* _What the exercise asks_
Can you put every line of the items below into a numbered list, leaving out the blank lines?

(Region segmentation data)
◆ ◆ ◆ ◆ ◆

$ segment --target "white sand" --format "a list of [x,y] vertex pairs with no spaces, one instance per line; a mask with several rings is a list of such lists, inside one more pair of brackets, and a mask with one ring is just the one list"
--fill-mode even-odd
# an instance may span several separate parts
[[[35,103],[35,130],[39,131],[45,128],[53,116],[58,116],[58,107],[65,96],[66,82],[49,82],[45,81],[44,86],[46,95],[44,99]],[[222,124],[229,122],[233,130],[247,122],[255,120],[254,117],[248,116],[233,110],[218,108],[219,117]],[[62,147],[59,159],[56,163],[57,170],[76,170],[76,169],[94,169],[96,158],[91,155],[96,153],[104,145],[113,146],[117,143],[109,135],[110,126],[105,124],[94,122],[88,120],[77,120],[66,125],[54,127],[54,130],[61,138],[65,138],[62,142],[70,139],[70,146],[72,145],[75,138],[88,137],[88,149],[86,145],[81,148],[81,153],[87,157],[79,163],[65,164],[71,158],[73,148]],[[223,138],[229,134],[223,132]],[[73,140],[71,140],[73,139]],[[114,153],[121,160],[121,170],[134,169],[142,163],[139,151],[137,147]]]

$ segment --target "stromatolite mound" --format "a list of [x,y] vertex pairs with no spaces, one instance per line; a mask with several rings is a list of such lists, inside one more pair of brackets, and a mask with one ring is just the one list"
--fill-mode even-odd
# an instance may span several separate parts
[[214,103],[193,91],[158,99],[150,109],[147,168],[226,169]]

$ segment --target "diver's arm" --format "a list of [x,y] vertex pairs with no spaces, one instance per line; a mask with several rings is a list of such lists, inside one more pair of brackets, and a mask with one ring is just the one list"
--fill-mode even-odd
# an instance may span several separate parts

◆ ◆ ◆ ◆ ◆

* _Answer to this problem_
1. $ segment --target "white sand" --format "a list of [x,y] vertex pairs with no spaces, one instance per line; a mask with several rings is a list of such lists, inside one more pair of brackets, and a mask with one ring is just the one list"
2. --fill-mode even-odd
3. # an instance may span several separate parts
4. [[[35,103],[35,130],[39,131],[45,128],[53,116],[58,116],[58,107],[65,96],[66,82],[49,82],[45,81],[44,86],[46,95],[44,99]],[[222,124],[229,122],[233,130],[247,122],[255,120],[254,117],[248,116],[233,110],[218,108],[219,117]],[[62,147],[59,159],[56,163],[57,170],[76,170],[76,169],[94,169],[96,158],[91,155],[96,153],[104,145],[113,146],[117,143],[109,135],[110,126],[105,124],[94,122],[88,120],[77,120],[66,125],[54,127],[54,130],[61,138],[65,138],[62,142],[70,139],[70,146],[72,145],[75,138],[88,137],[88,149],[86,145],[81,148],[81,153],[87,157],[79,163],[65,164],[71,158],[73,148]],[[223,138],[229,134],[223,132]],[[73,140],[71,140],[73,139]],[[114,153],[121,160],[121,170],[134,169],[142,163],[139,151],[137,147]]]
5. $ segment --target "stromatolite mound" --format "a list of [x,y] vertex pairs with no spaces, one instance per line; a mask with several rings is a list of such lists, inside one more pair of brackets, and a mask with one ring is just the one list"
6. --fill-mode even-odd
7. # an instance may span several separate parts
8. [[214,103],[193,91],[158,99],[150,109],[147,168],[226,169]]
9. $ segment --target "diver's arm" --format "a list of [x,y] vertex pairs with no spaces, one instance per line; a mask with several rings is a list of such lists, inside one more pair of brackets, and a mask with one ring is just the one list"
10. --fill-mode even-odd
11. # an instance may span several separate parts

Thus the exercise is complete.